#### Task list
1) In the slides on instruments with heterogeneous effects, by about how much can the mean absolute deviation be reduced in the applied replication?
2) Write the next part of the slides on instruments with heterogeneous effects, picking up after their final line.

#### Supplied passage

===

Instruments with Heterogeneous Effects: Bias, Monotonicity, and Localness

Nick Huntington-Klein

October 08, 2019

IV is at a Weird Stage

  • We’re more skeptical of instruments (rainfall, anyone?) but developing estimators robust to validity violations (Kolesár et al., 2015; Windmeijer et al., 2018)
  • We know about weak instruments, but in practice, IVs are heavily underpowered and cluster-sensitive (Young, 2018; Andrews et al., 2018)
  • Standard methods don’t identify what we thought (Aronow & Samii 2016; Goodman-Bacon 2018; Gibbons, Serráto, & Urbancic 2019). What about IV?

This Paper

  • I look at first-stage effect heterogeneity in IV
  • I define the identified LATE (it’s not the ATE for compliers!)
  • I simple estimators that reduce bias and can be more robust to violations of monotonicity
  • OR uncover ATE for compliers
  • Take advantage of developments in modeling effect heterogeneity (Top-K \(\tau\)-Path, Causal Forest)
  • In applied replication with strong instrument and \(N \approx 33k\) subsample, can reduce mean abs. deviation by about 15%.

One-X One-Z Derivation

  • The value-added is in the estimator and looking at bias, so let’s keep this simple

\[ y_i = x_i\beta_i + \varepsilon_i \] \[ x_i = z_i\gamma_i + \nu_i \]

  • Assume all controls partialled out, \(Cov(z_i,\varepsilon_i) = 0, Cov(\gamma_i,\beta_i)\neq 0\)

Standard IV

\[\hat{\beta}^{IV} = \frac{N\widehat{Cov}(z,y)}{N\widehat{Cov}(z,x)}\]

(dropped subscript indicates a vector)

\[ N\widehat{Cov}(z,y) = \sum_i z_iy_i = \sum_i (z_i^2 \gamma_i\beta_i+z_i\nu_i\beta_i+z_i\varepsilon_i) \] \[ N\widehat{Cov}(z,x) = \sum_i z_ix_i = \sum_i (z_i^2\gamma_i + z_i\nu_i) \]

Standard IV

  • In expectation, \(E(z'\varepsilon) = E(z'\nu)= Cov(z,\gamma) = Cov(z,\beta)=0\), so

\[ E(\hat{\beta}^{IV}) = \frac{E(\gamma'\beta)}{E(\gamma)} \]

  • A weighted average of the \(\beta_i\)s, where the weights are \(\gamma_i\), not 1 for compliers and 0 otherwise
  • See Imbens & Angrist (1994) - this isn’t new
  • But appears to have been forgotten, even by Angrist, Imbens, & Rubin (1995)

===

#### Records
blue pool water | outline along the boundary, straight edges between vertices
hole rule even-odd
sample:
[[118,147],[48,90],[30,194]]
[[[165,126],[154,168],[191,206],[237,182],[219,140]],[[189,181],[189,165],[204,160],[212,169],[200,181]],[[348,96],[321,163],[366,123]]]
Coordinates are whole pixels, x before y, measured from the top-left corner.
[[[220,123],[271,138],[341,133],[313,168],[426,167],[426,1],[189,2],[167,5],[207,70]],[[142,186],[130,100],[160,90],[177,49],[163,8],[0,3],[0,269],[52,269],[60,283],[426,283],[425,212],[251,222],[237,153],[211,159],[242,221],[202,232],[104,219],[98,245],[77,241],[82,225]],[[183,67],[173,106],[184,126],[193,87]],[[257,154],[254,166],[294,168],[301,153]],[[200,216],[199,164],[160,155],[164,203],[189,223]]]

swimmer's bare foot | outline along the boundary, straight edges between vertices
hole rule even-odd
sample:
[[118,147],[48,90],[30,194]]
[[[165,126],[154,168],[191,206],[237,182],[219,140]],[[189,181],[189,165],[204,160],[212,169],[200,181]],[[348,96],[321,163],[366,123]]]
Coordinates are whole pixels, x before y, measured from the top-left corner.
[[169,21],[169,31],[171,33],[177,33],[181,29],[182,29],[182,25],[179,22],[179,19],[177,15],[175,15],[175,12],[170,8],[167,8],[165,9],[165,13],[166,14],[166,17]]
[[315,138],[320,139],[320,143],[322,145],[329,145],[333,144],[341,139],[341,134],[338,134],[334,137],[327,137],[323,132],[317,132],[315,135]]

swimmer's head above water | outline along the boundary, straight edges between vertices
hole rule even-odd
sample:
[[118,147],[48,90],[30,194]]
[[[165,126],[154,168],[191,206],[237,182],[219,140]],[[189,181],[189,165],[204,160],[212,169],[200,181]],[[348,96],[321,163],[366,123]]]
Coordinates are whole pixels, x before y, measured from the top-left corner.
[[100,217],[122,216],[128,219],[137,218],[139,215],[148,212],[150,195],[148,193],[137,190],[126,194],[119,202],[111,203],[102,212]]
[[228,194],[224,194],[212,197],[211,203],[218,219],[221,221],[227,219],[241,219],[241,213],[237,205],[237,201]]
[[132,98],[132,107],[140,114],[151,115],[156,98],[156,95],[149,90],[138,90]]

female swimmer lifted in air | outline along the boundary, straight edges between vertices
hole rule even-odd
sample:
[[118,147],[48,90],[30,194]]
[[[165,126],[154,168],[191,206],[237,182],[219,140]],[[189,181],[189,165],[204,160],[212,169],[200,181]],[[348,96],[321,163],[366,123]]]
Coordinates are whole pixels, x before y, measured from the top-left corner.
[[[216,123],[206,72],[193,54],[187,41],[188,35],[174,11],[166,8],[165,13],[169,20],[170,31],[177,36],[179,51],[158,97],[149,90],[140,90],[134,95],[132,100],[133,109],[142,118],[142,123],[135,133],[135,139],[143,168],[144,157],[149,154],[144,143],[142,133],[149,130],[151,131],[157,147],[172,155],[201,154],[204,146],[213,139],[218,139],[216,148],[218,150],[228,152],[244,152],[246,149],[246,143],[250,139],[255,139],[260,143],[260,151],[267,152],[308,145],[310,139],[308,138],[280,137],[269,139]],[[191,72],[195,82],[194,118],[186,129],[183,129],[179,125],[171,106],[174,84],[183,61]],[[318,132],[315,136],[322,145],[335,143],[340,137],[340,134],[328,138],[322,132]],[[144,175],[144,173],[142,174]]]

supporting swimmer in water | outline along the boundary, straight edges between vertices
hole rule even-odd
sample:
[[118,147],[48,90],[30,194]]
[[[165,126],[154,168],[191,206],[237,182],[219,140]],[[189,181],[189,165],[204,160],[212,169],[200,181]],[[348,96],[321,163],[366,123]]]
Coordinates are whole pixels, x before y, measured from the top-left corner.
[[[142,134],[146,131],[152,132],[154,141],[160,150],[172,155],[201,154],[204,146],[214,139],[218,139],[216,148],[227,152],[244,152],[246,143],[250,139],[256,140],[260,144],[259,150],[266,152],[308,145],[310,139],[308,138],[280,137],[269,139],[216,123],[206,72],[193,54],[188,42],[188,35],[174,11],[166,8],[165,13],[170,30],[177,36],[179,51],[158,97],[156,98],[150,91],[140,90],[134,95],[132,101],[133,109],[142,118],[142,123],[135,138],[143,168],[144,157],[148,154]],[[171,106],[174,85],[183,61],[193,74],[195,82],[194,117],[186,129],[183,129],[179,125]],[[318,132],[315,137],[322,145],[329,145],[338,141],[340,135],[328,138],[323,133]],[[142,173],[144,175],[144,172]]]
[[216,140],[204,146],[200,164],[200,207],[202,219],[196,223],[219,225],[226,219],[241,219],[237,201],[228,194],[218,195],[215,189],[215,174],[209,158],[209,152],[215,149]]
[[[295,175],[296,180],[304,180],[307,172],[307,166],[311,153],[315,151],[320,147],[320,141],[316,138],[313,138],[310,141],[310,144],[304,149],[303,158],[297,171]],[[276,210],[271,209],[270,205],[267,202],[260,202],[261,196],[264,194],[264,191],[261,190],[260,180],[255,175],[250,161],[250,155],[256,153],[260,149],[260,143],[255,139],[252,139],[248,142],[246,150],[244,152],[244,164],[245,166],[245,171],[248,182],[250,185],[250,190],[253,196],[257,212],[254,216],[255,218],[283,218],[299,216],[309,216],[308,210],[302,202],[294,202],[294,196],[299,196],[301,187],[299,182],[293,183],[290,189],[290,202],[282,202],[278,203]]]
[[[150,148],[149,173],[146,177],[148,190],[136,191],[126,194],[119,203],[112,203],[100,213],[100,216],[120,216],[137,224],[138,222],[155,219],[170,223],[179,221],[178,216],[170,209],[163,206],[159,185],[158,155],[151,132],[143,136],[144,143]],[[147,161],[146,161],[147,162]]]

===

#### Answers provided
1) By about 15%.

2)
Bias

  • What does IV bias look like under generalized first-stage heterogeneity?

\[ \frac{\sum_i z_i\nu_i\beta_i}{\sum_i z_ix_i}+\frac{\sum_iz_i\varepsilon_i}{\sum_i z_ix_i} \]

  • First term usually becomes zero, except that \(Cov(\gamma,\beta)\neq 0\), and so \(E(x'\beta)\neq E(x)E(\beta)\), so it doesn’t
  • An idea… can we increase the denominator to reduce bias? What would happen if we dropped a \(\gamma_i = 0\) observation?

Modeling First-Stage Heterogeneity

  • Strengthening the relationship between \(z\) and \(x\) will reduce bias
  • Model variation in \(\gamma_i\) directly - allow the relationship to be strong where it’s strong, and drop/downplay where it’s weak
  • What is identified if we allow, in our regression, the effect of \(z_i\) to vary by groups \(g_i\)?

\[ x_i = z_i \sum_g \gamma_g I_{gi} +\nu_i \]

Modeling First-Stage Heterogeneity

  • Using similar calculations,

\[ E(\hat{\beta}^{2SLS}) = \frac{E(\sum_i\beta_i\gamma_i\sum_g\gamma_gI_{gi})}{E(\sum_g\gamma_g^2N_g)} \]

  • A weighted average with weights \(\gamma_i\gamma_g\) instead of just \(\gamma_i\) - a Super-Local Average Treatment Effect (SLATE)
  • You may have run this analysis without realizing you were getting a SLATE
  • SLATE \(\prec\) ATE… but is SLATE \(\prec\) LATE?

Benefits

  • Instead of requiring monotonicity to avoid negative weights, we require only monotonicity-within-group
  • Under i.i.d., the bias term will generally be smaller:

\[ \frac{\sum_gE\left(\hat{\gamma}_g^2\left(\sum_iz_i^2(\nu_i\beta_i +\varepsilon_i)^2I_{gi}\right)\right)}{\sum_g E\left(\hat{\gamma}_g^4\left(\sum_i z_i^4I_{gi}\right)\right)} \]

Weighting

  • The previous analysis implies a tradeoff between localness and bias
  • Once we have our estimates of \(\gamma_i\) , we can control the degree of that tradeoff by weighting by a function of \(\gamma_i\)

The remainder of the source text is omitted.